───── ENTRIES SUPPLIED

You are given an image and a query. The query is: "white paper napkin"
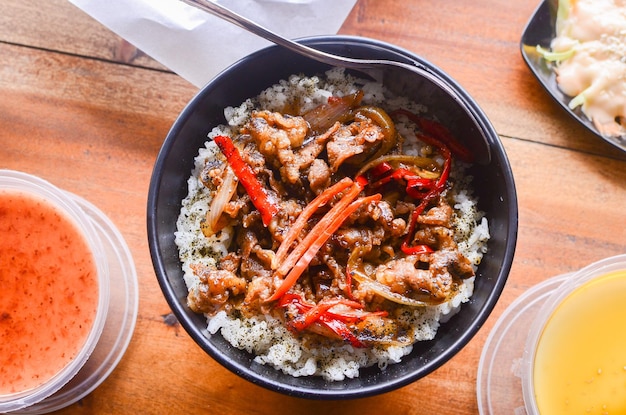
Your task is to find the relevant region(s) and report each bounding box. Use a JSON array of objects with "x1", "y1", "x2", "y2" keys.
[{"x1": 69, "y1": 0, "x2": 356, "y2": 87}]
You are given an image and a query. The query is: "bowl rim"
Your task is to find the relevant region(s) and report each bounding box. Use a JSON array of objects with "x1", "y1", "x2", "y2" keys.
[{"x1": 147, "y1": 35, "x2": 518, "y2": 399}]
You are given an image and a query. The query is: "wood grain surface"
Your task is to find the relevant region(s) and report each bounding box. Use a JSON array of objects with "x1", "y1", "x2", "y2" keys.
[{"x1": 0, "y1": 0, "x2": 626, "y2": 415}]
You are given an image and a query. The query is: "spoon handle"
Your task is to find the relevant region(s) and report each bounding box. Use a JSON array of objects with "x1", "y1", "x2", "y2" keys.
[{"x1": 181, "y1": 0, "x2": 348, "y2": 67}]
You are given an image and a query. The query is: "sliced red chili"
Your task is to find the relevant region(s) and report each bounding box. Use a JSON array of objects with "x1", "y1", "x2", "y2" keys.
[
  {"x1": 279, "y1": 293, "x2": 387, "y2": 347},
  {"x1": 213, "y1": 135, "x2": 278, "y2": 226},
  {"x1": 392, "y1": 108, "x2": 474, "y2": 163}
]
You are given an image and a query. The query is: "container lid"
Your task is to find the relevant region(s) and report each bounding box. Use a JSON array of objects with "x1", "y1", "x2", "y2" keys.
[
  {"x1": 476, "y1": 274, "x2": 572, "y2": 415},
  {"x1": 14, "y1": 194, "x2": 139, "y2": 414}
]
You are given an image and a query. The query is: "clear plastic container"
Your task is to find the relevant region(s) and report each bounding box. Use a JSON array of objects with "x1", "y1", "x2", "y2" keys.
[
  {"x1": 0, "y1": 170, "x2": 138, "y2": 414},
  {"x1": 476, "y1": 255, "x2": 626, "y2": 415}
]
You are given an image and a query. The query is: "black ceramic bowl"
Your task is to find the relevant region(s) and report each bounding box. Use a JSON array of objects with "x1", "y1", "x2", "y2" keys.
[{"x1": 147, "y1": 36, "x2": 517, "y2": 399}]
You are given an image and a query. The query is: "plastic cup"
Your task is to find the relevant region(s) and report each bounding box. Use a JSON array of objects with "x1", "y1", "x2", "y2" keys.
[
  {"x1": 476, "y1": 255, "x2": 626, "y2": 415},
  {"x1": 522, "y1": 255, "x2": 626, "y2": 415},
  {"x1": 0, "y1": 170, "x2": 138, "y2": 413}
]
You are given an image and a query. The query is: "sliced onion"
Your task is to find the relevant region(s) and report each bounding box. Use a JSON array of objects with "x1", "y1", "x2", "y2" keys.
[
  {"x1": 205, "y1": 166, "x2": 238, "y2": 236},
  {"x1": 356, "y1": 154, "x2": 441, "y2": 179},
  {"x1": 302, "y1": 91, "x2": 363, "y2": 134}
]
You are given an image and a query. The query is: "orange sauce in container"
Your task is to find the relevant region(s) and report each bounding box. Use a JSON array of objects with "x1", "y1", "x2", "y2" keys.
[
  {"x1": 533, "y1": 270, "x2": 626, "y2": 415},
  {"x1": 0, "y1": 190, "x2": 99, "y2": 395}
]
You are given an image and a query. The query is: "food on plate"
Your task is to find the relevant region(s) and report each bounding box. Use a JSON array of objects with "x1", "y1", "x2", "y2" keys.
[
  {"x1": 537, "y1": 0, "x2": 626, "y2": 137},
  {"x1": 176, "y1": 69, "x2": 489, "y2": 380}
]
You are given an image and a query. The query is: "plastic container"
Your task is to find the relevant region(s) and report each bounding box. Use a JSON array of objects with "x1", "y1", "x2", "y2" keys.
[
  {"x1": 0, "y1": 170, "x2": 138, "y2": 414},
  {"x1": 476, "y1": 255, "x2": 626, "y2": 415}
]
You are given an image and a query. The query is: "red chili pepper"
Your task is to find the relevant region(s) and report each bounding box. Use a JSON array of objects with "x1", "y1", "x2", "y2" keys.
[
  {"x1": 400, "y1": 135, "x2": 452, "y2": 255},
  {"x1": 320, "y1": 316, "x2": 366, "y2": 348},
  {"x1": 213, "y1": 135, "x2": 278, "y2": 226},
  {"x1": 279, "y1": 293, "x2": 387, "y2": 347},
  {"x1": 392, "y1": 108, "x2": 474, "y2": 163}
]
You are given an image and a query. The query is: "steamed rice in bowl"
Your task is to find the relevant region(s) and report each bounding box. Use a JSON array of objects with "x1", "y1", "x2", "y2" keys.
[{"x1": 175, "y1": 69, "x2": 489, "y2": 381}]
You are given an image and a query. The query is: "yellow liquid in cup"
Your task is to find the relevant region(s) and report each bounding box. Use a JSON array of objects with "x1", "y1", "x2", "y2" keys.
[{"x1": 533, "y1": 270, "x2": 626, "y2": 415}]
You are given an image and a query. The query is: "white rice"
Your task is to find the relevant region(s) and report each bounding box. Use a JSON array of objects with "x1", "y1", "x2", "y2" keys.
[{"x1": 175, "y1": 69, "x2": 489, "y2": 381}]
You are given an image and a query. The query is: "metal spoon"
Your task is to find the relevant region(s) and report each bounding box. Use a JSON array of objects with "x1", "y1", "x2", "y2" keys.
[{"x1": 181, "y1": 0, "x2": 491, "y2": 164}]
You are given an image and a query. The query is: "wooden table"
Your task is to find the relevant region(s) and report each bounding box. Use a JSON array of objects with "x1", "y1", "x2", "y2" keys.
[{"x1": 0, "y1": 0, "x2": 626, "y2": 415}]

──────────

WHAT IS EXPECTED:
Count the lines of the listing that contain the word "spoon", treating case as significant, and give only the number.

TASK ANSWER:
2